— BEGIN Provided records —
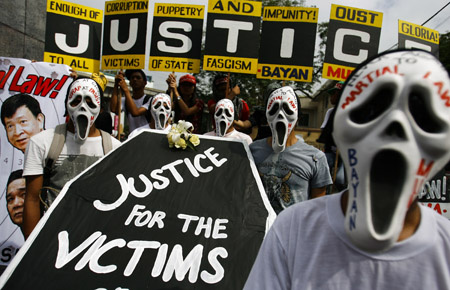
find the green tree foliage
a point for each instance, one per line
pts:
(252, 89)
(444, 50)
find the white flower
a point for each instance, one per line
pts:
(180, 136)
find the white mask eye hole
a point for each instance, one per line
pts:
(375, 106)
(76, 101)
(90, 103)
(287, 110)
(274, 109)
(421, 112)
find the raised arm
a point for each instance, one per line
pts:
(32, 210)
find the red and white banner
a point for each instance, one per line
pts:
(47, 83)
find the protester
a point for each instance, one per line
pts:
(224, 117)
(291, 170)
(15, 196)
(160, 109)
(325, 137)
(104, 119)
(136, 105)
(186, 104)
(257, 122)
(71, 148)
(224, 88)
(22, 117)
(394, 134)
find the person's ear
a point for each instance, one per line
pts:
(41, 120)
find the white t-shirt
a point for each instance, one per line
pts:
(327, 116)
(39, 146)
(147, 126)
(234, 134)
(139, 121)
(307, 248)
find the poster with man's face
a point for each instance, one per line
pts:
(32, 96)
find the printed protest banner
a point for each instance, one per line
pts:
(415, 36)
(176, 37)
(353, 36)
(22, 117)
(287, 43)
(232, 36)
(147, 216)
(73, 35)
(436, 193)
(124, 34)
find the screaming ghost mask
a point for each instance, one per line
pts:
(282, 114)
(83, 106)
(160, 108)
(392, 125)
(224, 116)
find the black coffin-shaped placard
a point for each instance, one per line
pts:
(151, 217)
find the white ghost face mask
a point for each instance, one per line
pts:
(224, 116)
(83, 106)
(160, 108)
(282, 114)
(392, 126)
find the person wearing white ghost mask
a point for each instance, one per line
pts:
(83, 145)
(392, 125)
(291, 170)
(224, 117)
(160, 108)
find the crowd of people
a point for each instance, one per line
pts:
(372, 234)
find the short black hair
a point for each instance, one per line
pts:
(129, 72)
(11, 104)
(14, 175)
(68, 91)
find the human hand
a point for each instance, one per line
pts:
(73, 74)
(118, 77)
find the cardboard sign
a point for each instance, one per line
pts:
(415, 36)
(436, 193)
(232, 36)
(124, 31)
(176, 38)
(73, 35)
(353, 36)
(148, 216)
(46, 83)
(288, 43)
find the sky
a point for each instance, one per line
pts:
(414, 11)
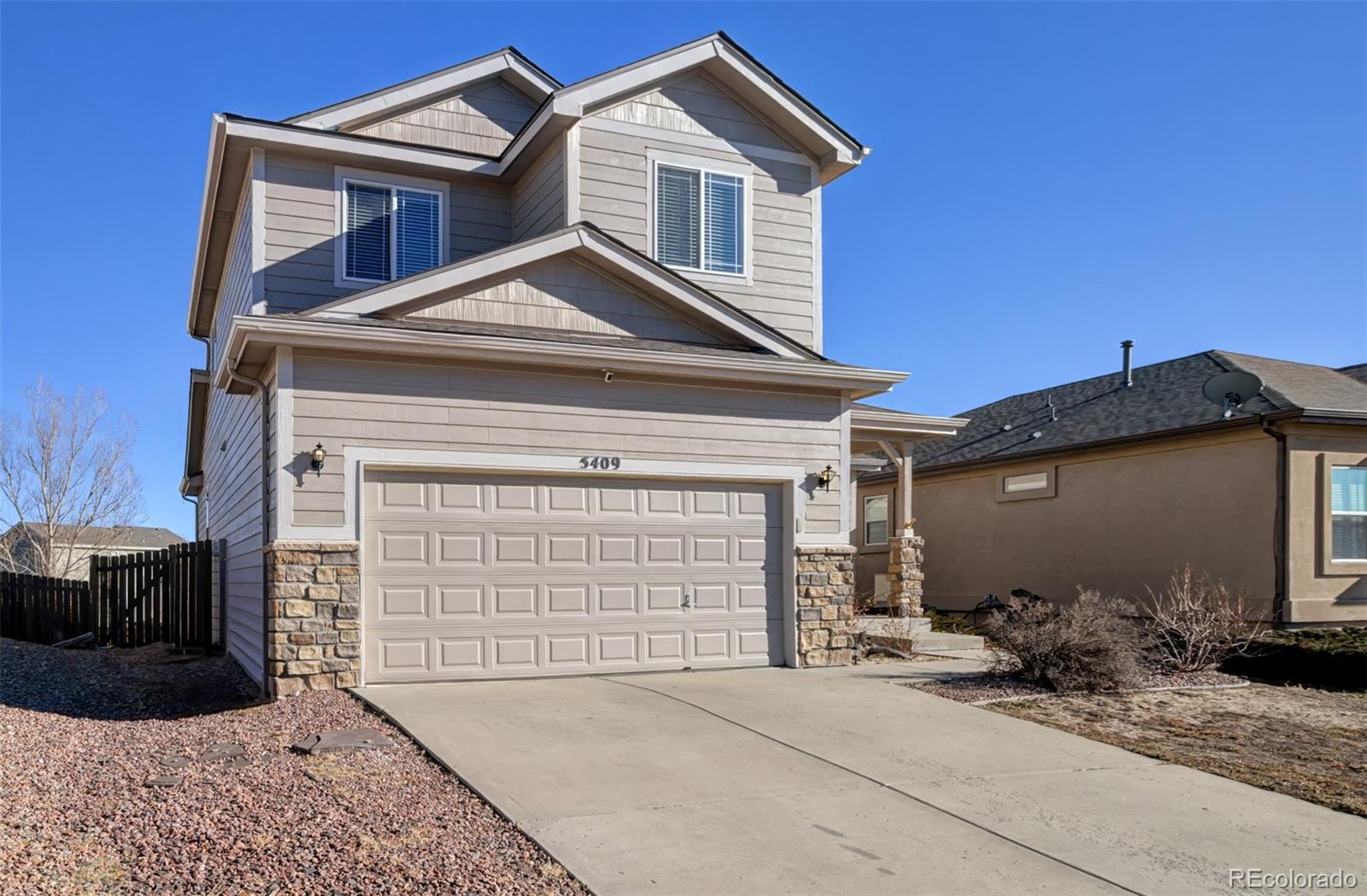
— END Provided records —
Rewrite the entire listing with every "find the" changed to "locate the" and all other text left unchanged. Omit the pictures from your version.

## Written response
locate the green tree foliage
a point for each instance, one per line
pts:
(252, 89)
(444, 50)
locate the white flower
a point for each instance, one per line
pts:
(180, 136)
locate the white mask eye hole
a point for each instance, one per line
pts:
(375, 106)
(76, 101)
(90, 103)
(287, 110)
(274, 109)
(421, 112)
locate the raised arm
a point for each instance, one per line
pts:
(32, 210)
locate the red and white banner
a point for each instance, one per line
pts:
(47, 83)
locate the protester
a point for each instance, one per line
pts:
(224, 117)
(291, 170)
(15, 196)
(160, 109)
(325, 137)
(104, 119)
(136, 105)
(186, 104)
(257, 122)
(71, 148)
(224, 88)
(22, 117)
(394, 134)
locate the person's ear
a point for each instance, one per line
pts:
(41, 120)
locate the white t-shirt
a point for each instance, one per line
pts:
(327, 116)
(39, 146)
(147, 126)
(234, 134)
(139, 121)
(307, 248)
locate the poster with man's face
a point for each instance, one per line
pts:
(32, 96)
locate the printed protest banner
a point for each instance, one per line
pts:
(415, 36)
(176, 37)
(353, 36)
(22, 117)
(287, 43)
(232, 36)
(147, 216)
(73, 35)
(436, 193)
(124, 34)
locate the screaming ghost mask
a point for each instance, one per line
pts:
(282, 114)
(83, 106)
(160, 108)
(392, 125)
(224, 116)
locate the black coffin-shaped placard
a point for each instance, one per line
pts:
(151, 217)
locate the white ghost face mask
a point for each instance, one per line
pts:
(224, 116)
(83, 106)
(160, 108)
(282, 114)
(392, 126)
locate the person wearing white ghost mask
a point for each instance, one per line
pts:
(83, 145)
(392, 125)
(291, 170)
(224, 117)
(160, 108)
locate the crowd of people
a point for each instance, one per line
pts:
(372, 234)
locate the short black hair
a point for each instance, one per line
pts:
(129, 72)
(11, 104)
(14, 175)
(68, 91)
locate the human hand
a point for each instance, one per line
pts:
(73, 74)
(118, 77)
locate the cardboard sign
a point for each instance, one per line
pts:
(415, 36)
(436, 193)
(232, 36)
(124, 31)
(176, 38)
(73, 35)
(353, 36)
(148, 216)
(46, 83)
(288, 43)
locate the sky
a point for each instance, one per line
pts:
(414, 11)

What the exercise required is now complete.